Excerpt provided:
■ ■ ■

From my experience, AmeriColor paste dyes are easier to use than some grocery-brand alternatives because they come in convenient flip-top containers, resist drying, and have little to no aftertaste. Some other brands can be messy, dry out, or leave an unpleasant flavor when used in large amounts.
Because achieving a true black often requires a fair amount of dye, choose a product that won’t add off-flavors or create packaging headaches.
Tips for using food dye to color chocolate
Coloring chocolate can go wrong if you use the wrong type of dye. Do not use water-based grocery-store liquid food coloring — it will seize chocolate and ruin ganache.
Use gel or paste food coloring made for chocolate. Add dye to warm cream before pouring it over chopped chocolate so it disperses evenly, and ensure the dye and chocolate are at similar temperatures to avoid seizing.

Storage and serving suggestions
Store the cheesecake in the refrigerator. Chilled, it will be thick, creamy, and slice cleanly. If you prefer a softer texture, let slices warm slightly at room temperature before serving.
The cheesecake will keep for several days when covered and refrigerated.


Low Carb Blackout Cheesecake for Halloween ( It’s Mocha Fudge!)
A chocolate mocha fudge New York–style cheesecake decorated for Halloween. Thick, creamy, and black all the way through, it’s a dramatic low-carb dessert for the holiday table.
Ingredients
Chocolate Crust
- 2 cups almond flour
- 2 Tbsp powdered sweetener (erythritol or blend)

■ ■ ■

Your tasks:
(a) In the blackout cheesecake excerpt, what type of food coloring is ruled out for coloring chocolate?
(b) The blackout cheesecake excerpt advises choosing a dye that won't add off-flavors or cause packaging problems. Explain why, using the reason the excerpt gives.
(c) For each statement, answer yes or no according to the blackout cheesecake excerpt, and quote the words that decide it.
(i) The chocolate crust calls for 2 cups of almond flour.
(ii) The cheesecake should be stored at room temperature.
(iii) AmeriColor paste dyes are packaged in flip-top containers.

Source data:
■ ■ ■

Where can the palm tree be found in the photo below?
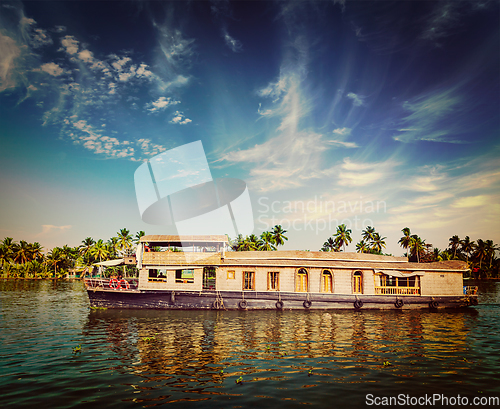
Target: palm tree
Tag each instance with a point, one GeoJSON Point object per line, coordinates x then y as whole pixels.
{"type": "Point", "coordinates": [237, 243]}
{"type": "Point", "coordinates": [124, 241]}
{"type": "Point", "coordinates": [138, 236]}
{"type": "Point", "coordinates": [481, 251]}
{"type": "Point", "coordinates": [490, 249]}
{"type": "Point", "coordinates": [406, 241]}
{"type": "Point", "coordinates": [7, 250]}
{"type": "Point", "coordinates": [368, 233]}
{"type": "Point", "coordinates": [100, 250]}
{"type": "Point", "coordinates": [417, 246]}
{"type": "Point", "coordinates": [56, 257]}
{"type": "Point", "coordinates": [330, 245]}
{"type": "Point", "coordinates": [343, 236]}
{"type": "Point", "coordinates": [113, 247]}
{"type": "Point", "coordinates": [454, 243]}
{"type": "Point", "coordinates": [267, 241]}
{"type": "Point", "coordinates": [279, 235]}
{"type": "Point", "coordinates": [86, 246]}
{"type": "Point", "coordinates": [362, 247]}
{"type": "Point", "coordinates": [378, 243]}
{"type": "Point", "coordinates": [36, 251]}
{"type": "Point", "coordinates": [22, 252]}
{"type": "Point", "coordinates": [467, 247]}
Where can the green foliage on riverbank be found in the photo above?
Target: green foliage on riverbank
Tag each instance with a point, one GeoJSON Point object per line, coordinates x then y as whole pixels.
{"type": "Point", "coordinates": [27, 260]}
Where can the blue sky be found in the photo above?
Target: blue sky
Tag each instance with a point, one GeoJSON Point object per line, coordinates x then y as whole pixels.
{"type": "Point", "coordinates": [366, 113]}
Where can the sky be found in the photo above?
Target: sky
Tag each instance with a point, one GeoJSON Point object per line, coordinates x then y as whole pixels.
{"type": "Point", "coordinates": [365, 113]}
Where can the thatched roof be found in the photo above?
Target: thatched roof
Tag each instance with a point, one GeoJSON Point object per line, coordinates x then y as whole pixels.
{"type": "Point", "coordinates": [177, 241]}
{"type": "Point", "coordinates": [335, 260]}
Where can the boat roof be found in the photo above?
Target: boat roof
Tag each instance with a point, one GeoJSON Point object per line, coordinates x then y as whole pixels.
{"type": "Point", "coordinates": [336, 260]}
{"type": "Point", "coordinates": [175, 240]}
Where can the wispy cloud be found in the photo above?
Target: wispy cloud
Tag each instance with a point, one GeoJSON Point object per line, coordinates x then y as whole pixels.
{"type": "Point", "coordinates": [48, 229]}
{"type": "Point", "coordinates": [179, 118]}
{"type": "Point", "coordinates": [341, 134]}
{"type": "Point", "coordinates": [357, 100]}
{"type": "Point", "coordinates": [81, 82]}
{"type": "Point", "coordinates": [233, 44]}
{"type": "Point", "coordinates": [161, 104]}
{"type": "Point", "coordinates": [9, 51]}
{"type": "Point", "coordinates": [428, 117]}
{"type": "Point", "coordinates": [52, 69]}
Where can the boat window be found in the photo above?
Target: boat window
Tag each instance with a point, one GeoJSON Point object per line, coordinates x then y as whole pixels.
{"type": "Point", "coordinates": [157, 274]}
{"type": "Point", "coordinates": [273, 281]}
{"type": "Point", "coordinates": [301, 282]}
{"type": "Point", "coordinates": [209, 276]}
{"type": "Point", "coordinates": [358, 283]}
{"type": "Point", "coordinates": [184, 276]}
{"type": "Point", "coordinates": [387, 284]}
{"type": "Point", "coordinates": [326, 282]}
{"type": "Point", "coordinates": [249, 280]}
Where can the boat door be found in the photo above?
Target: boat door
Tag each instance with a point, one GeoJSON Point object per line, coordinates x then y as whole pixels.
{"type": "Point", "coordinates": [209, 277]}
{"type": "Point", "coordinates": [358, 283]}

■ ■ ■

Results by task:
(a) Water-based grocery-store liquid food coloring.

(b) Getting a true black usually takes a fair amount of dye. Using that much of a product that leaves an unpleasant flavor, dries out, or is messy would magnify those problems.

(c)
(i) Yes: "2 cups almond flour"
(ii) No: "Store the cheesecake in the refrigerator."
(iii) Yes: "they come in convenient flip-top containers"